* PROBLEM *
Reproduce every one of the entries below word for word, but leave out the pictures.

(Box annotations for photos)
▼
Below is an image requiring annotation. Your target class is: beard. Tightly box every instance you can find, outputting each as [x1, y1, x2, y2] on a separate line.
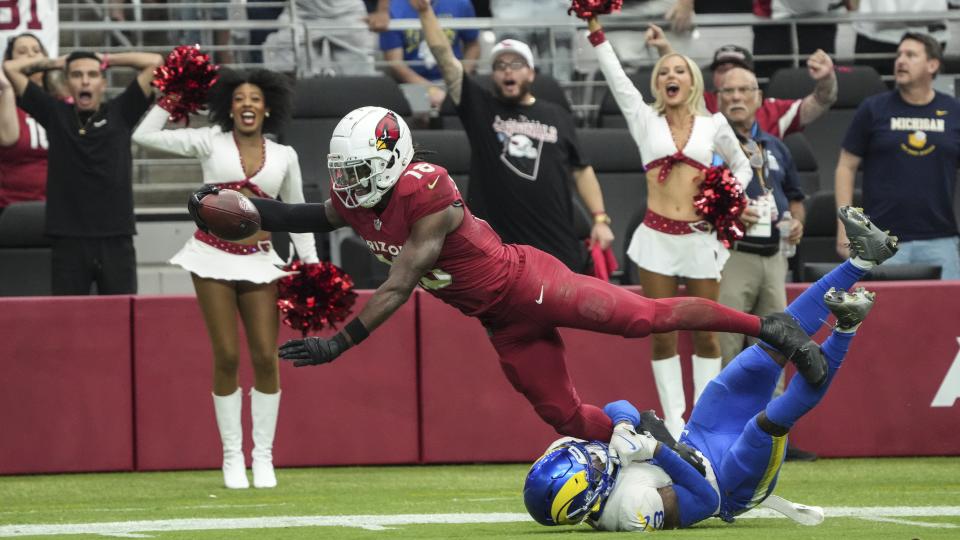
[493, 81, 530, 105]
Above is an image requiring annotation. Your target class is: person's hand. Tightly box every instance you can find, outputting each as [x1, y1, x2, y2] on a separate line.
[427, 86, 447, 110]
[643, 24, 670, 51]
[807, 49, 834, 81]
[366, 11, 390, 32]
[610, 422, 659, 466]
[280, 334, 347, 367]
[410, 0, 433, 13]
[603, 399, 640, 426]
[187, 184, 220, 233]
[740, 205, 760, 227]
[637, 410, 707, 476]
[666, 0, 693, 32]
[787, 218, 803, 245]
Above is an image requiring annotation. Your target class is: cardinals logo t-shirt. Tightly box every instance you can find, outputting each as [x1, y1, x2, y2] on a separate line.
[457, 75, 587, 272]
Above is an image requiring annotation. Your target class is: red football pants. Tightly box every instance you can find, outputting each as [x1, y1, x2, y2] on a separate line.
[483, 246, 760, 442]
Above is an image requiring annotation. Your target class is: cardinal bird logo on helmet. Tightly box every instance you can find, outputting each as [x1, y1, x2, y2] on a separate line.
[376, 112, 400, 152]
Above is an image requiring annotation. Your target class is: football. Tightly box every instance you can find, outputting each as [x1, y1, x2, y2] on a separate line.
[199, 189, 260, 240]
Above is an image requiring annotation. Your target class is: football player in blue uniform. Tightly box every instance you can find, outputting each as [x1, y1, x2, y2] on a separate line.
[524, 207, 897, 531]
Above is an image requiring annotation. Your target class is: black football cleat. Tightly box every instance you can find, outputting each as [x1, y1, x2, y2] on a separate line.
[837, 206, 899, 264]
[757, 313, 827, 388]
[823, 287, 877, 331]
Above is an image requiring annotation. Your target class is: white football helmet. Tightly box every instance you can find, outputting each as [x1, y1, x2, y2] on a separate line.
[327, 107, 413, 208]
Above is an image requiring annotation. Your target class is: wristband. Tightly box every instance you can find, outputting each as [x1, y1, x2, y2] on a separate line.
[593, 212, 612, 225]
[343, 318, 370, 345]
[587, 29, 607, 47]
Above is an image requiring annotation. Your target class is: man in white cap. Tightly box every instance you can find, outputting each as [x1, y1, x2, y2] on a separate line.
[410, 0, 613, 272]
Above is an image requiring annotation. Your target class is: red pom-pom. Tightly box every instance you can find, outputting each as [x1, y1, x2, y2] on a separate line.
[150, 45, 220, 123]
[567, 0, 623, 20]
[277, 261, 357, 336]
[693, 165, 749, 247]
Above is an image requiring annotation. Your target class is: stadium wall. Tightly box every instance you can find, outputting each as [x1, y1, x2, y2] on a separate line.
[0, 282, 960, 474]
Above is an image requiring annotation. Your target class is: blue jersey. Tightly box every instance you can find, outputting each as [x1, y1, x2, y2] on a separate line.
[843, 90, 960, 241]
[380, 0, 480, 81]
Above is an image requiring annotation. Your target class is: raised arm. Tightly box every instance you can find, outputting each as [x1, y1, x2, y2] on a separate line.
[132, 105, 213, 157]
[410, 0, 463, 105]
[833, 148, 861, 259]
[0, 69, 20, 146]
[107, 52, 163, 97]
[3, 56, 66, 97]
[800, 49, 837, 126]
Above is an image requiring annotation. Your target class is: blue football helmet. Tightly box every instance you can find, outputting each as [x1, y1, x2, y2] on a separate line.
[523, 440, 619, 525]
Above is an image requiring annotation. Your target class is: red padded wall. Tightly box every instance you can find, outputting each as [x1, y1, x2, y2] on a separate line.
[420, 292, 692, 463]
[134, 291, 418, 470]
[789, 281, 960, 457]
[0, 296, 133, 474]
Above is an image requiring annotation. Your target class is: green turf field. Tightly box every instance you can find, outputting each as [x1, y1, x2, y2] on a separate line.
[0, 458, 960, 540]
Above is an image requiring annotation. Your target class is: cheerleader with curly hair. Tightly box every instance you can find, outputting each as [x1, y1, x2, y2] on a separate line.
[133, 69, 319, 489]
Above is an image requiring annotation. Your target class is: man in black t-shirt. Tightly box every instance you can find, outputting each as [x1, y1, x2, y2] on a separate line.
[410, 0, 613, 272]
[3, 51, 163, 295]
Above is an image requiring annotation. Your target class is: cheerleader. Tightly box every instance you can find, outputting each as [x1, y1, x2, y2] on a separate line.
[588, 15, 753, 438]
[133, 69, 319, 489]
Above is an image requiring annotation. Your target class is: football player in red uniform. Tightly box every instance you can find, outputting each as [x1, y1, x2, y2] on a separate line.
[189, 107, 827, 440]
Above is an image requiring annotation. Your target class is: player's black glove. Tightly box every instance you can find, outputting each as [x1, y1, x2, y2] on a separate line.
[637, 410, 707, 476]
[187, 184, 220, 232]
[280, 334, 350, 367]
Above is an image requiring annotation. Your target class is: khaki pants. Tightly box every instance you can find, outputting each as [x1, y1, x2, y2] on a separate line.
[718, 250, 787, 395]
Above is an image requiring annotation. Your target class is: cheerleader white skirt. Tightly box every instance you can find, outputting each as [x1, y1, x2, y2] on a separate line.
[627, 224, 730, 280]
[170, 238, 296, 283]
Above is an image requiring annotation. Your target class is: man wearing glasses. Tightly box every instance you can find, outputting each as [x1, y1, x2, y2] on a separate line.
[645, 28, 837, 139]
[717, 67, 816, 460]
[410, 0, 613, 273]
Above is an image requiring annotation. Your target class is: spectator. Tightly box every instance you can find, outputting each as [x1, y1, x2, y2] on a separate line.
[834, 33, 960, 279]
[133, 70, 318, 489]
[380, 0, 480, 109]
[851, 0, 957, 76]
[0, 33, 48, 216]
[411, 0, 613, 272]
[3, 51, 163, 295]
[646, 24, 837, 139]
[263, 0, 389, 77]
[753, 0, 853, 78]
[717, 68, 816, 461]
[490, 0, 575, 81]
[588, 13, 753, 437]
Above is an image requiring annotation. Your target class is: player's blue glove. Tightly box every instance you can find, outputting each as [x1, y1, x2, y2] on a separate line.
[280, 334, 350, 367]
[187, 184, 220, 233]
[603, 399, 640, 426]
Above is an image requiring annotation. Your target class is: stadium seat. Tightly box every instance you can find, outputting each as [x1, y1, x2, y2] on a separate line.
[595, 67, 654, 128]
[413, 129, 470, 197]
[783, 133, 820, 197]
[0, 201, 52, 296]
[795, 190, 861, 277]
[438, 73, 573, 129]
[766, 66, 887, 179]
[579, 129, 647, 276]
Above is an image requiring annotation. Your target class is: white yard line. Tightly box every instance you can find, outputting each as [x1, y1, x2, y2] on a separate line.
▲
* RESULT *
Below is an image requiring annotation. Your target class is: beard. Tightly box every instance you can find, outputting each as [x1, y1, x2, y2] on a separate line.
[493, 81, 530, 105]
Above is an image requiring annotation. Your target class is: person's hand. Tightly box every instance you can find, outputting each as [x1, y1, x2, y2] on a separate line.
[427, 86, 447, 110]
[643, 24, 670, 51]
[807, 49, 834, 81]
[366, 11, 390, 32]
[610, 422, 659, 466]
[280, 334, 347, 367]
[410, 0, 433, 13]
[603, 399, 640, 426]
[187, 184, 220, 233]
[740, 205, 760, 227]
[637, 410, 707, 476]
[666, 0, 693, 32]
[787, 218, 803, 245]
Above is an image requiring annotation. Your target class is: cardinals logo t-shirt. Tightly box every instance you can find, outputting each as [x1, y1, x2, y2] on a separate line.
[457, 75, 587, 272]
Above is an image requiring annotation. Your target class is: red football pants. Tightly box every instance you can find, outputting each as [x1, y1, x2, y2] on a separate line.
[483, 246, 760, 442]
Above is an image requiring annotation. Your target class is: cardinal bird logo on helmet. Tightly box every instance you can find, outputting each as [x1, y1, x2, y2] on a separate line.
[376, 112, 400, 152]
Above is an image requiring annotation. Your target class is: football. Tightly box every instance you can find, outputting each as [x1, y1, x2, y2] on a separate line.
[199, 189, 260, 240]
Above is an image requiring annotation. Your target class is: football player in blue uniform. Tightly box every instance you can find, outputting each as [x1, y1, x2, y2] on a separate line.
[524, 207, 897, 531]
Above is an image requiring annotation. Your target class is: black football cleat. Tightly box every instance you can find, outputting each as [x1, y1, x2, y2] on a separate line.
[837, 206, 899, 264]
[757, 313, 827, 388]
[823, 287, 877, 331]
Above is an image requiring annotation. Your target class is: white football helmet. Tightly box every instance you can find, outputting each as [x1, y1, x2, y2] on a separate line.
[327, 107, 413, 208]
Above is an image requiring annotation. Your target class is: wristband. Tightly box every instance you can find, outputting each as [x1, y1, x2, y2] on a separate line.
[593, 212, 612, 225]
[343, 318, 370, 345]
[587, 29, 607, 47]
Above is an image requiring annotation. Your target class is: man in white cap. Tightly box every instance you can find, outputting each as [x1, y1, x2, y2] on a separate line.
[410, 0, 613, 272]
Above is an image requiring annotation. Your target class is: red pom-pom. Tightly box every instance you can find, outputting each as [x1, y1, x2, y2] on a separate line.
[150, 45, 220, 123]
[567, 0, 623, 20]
[277, 261, 357, 336]
[693, 165, 749, 247]
Above is an image requiring annotation. Your target class is: stadium wall. Tightly box every instance you can find, outputting each as [x1, y1, x2, y2] on a separate line.
[0, 282, 960, 474]
Above is an image requiring annotation. Your target class is: blue jersey. Tightly box every instance you can find, outputting each as [x1, y1, x2, y2] on a separate line.
[843, 90, 960, 241]
[380, 0, 480, 81]
Above is an image requiring annotation. Your target class is: raised arm. Tightly box every instance you can find, outputting each as [x1, y1, x2, y2] on a separate line.
[132, 105, 213, 157]
[410, 0, 463, 105]
[833, 148, 861, 259]
[0, 69, 20, 146]
[107, 52, 163, 97]
[3, 56, 66, 97]
[800, 49, 837, 126]
Above is an image requiring annotation. Your target class is: blue football helmet. Tightly box every instance you can find, outputting each as [x1, y1, x2, y2] on a separate line.
[523, 440, 619, 525]
Above is an image requiring annotation. Your target class is: red padded wall. Tightly box every instance you can find, outputting each as [x1, y1, x2, y2] on a separate line.
[420, 292, 692, 463]
[134, 291, 418, 470]
[789, 281, 960, 457]
[0, 296, 133, 474]
Above is an image requiring annotation. Your target class is: green turf field. Tightly box every instance you can find, outputting each as [x1, y1, x2, y2] on a separate line.
[0, 458, 960, 540]
Above is an image requiring annotation. Your target class is: cheerleader with curly hair. Tightly box every instance you can find, outputting each as [x1, y1, x2, y2] on a separate line.
[133, 69, 319, 489]
Above is an image requiring annotation. Your target class is: man in black t-shirt. Tightly box every instance you can find, outputting each as [x1, y1, x2, y2] on a separate line.
[410, 0, 613, 272]
[3, 51, 163, 295]
Above is an image requiring annotation. Your target class is: cheerleader. Tightly box every instance you can find, outputting each as [x1, y1, x2, y2] on a separate line.
[588, 15, 753, 438]
[133, 69, 319, 489]
Above is an image requiring annotation. Your target class is: football player in red uniform. Tightly box every instance you can find, outputting each as [x1, y1, x2, y2] on a separate line.
[189, 107, 827, 440]
Above is an image requiring annotation. Your target class is: player's black glove. Tightly box every instance you can find, outputting each as [x1, y1, x2, y2] on a separate line.
[637, 410, 707, 476]
[187, 184, 220, 232]
[280, 334, 350, 367]
Above is an image requiring annotation. Your target class is: khaki pants. Tightly box every instance you can find, outputting each as [x1, y1, x2, y2] on a separate line.
[718, 250, 787, 395]
Above is an image requiring annotation. Your target class is: cheerleader white skirt. Tightly box every instance you can find, outputting each as [x1, y1, x2, y2] on a separate line.
[627, 224, 730, 280]
[170, 238, 296, 283]
Above is an image requiring annotation. Your target class is: man wearing glasses. Tightly box every instance you can find, outputting each as [x1, y1, x2, y2] on a separate line.
[645, 28, 837, 139]
[717, 67, 816, 460]
[410, 0, 613, 273]
Above is an image requiring annotation. Your target class is: spectator. Tightly box every instance you can find, outputting each as [x1, y1, x2, y2] on a separate line.
[834, 33, 960, 279]
[133, 70, 318, 489]
[380, 0, 480, 109]
[851, 0, 957, 76]
[0, 33, 48, 216]
[411, 0, 613, 272]
[3, 51, 163, 295]
[646, 24, 837, 139]
[263, 0, 389, 77]
[753, 0, 853, 78]
[717, 68, 816, 461]
[490, 0, 575, 81]
[588, 13, 753, 437]
Above is an image requiring annotation. Your target class is: player's blue glove. Tightly box every instance you can find, outputting each as [x1, y1, x2, y2] on a separate line.
[280, 334, 350, 367]
[187, 184, 220, 233]
[603, 399, 640, 426]
Above is an image requiring annotation. Your target class is: stadium seat. Tightly box every instance you can find, outputting each as [x1, y1, x2, y2] on a separate line.
[595, 67, 654, 128]
[413, 129, 470, 197]
[783, 133, 820, 197]
[0, 201, 52, 296]
[795, 190, 861, 277]
[438, 73, 573, 129]
[766, 66, 887, 179]
[579, 129, 647, 276]
Above is an image requiring annotation. Your target class is: white yard line. Tightly box every instance you can find, outputting each as [x1, y1, x2, y2] on a separate line.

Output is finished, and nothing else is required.